* [Texte]
══════
Oh bien sûr, les docteurs en sciences de l’éducation se déclarent tout prêts à « laisser se développer l’enfant », mais leur présence « attentive » reste obligatoire. J’ai toujours la même envie de sourire quand je tombe sur cette page où Schmid s’étonne du « dilettantisme excessif » des enfants qu’on n’oblige pas à travailler. Le dilettante est celui qui s’adonne à une activité par plaisir ; admire, chérie, l’incongruité du mot « excessif » et comme il révèle délicieusement le refus de considérer la vie autrement que comme le temps de l’obligation. On a le droit au plaisir, à la liberté, mais point trop n’en faut, grommellent les hommes sensés.

Cette idée traverse les modes qu’un enfant « livré à lui-même » n’est jamais qu’un petit animal. Mauvais procès ! Quand on dit « livré à lui-même », on entend « livré à la jungle ». Mais la question ne se pose pas ainsi. Quand j’écris « à lui-même », je ne sous-entends pas « à la prostitution », « aux employeurs », « aux affameurs » ni « aux autres enfants ». Je dis qu’un enfant s’appartient, qu’il a tous les droits, y compris celui de prendre de l’amour là où ça se passe au mieux pour lui, et celui d’apprendre quand ça lui chante comme apprend n’importe quelle personne, grande ou petite, ravie de faire fonctionner ses méninges. Simplement parce que c’est un plaisir profond et dont on ne se lasse pas.
══════
* [Données affichées]
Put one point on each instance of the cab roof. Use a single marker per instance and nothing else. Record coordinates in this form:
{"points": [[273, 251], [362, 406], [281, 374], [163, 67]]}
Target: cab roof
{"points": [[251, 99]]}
══════
* [Consigne] Recopie le passage du texte sur l’éducation des enfants en partant de « Cette idée traverse » et en allant jusqu’à « se lasse pas. », mais remplace « jungle » par « forêt ». Ces données n’ont rien à voir avec le texte.

* [Résultat]
Cette idée traverse les modes qu’un enfant « livré à lui-même » n’est jamais qu’un petit animal. Mauvais procès ! Quand on dit « livré à lui-même », on entend « livré à la forêt ». Mais la question ne se pose pas ainsi. Quand j’écris « à lui-même », je ne sous-entends pas « à la prostitution », « aux employeurs », « aux affameurs » ni « aux autres enfants ». Je dis qu’un enfant s’appartient, qu’il a tous les droits, y compris celui de prendre de l’amour là où ça se passe au mieux pour lui, et celui d’apprendre quand ça lui chante comme apprend n’importe quelle personne, grande ou petite, ravie de faire fonctionner ses méninges. Simplement parce que c’est un plaisir profond et dont on ne se lasse pas.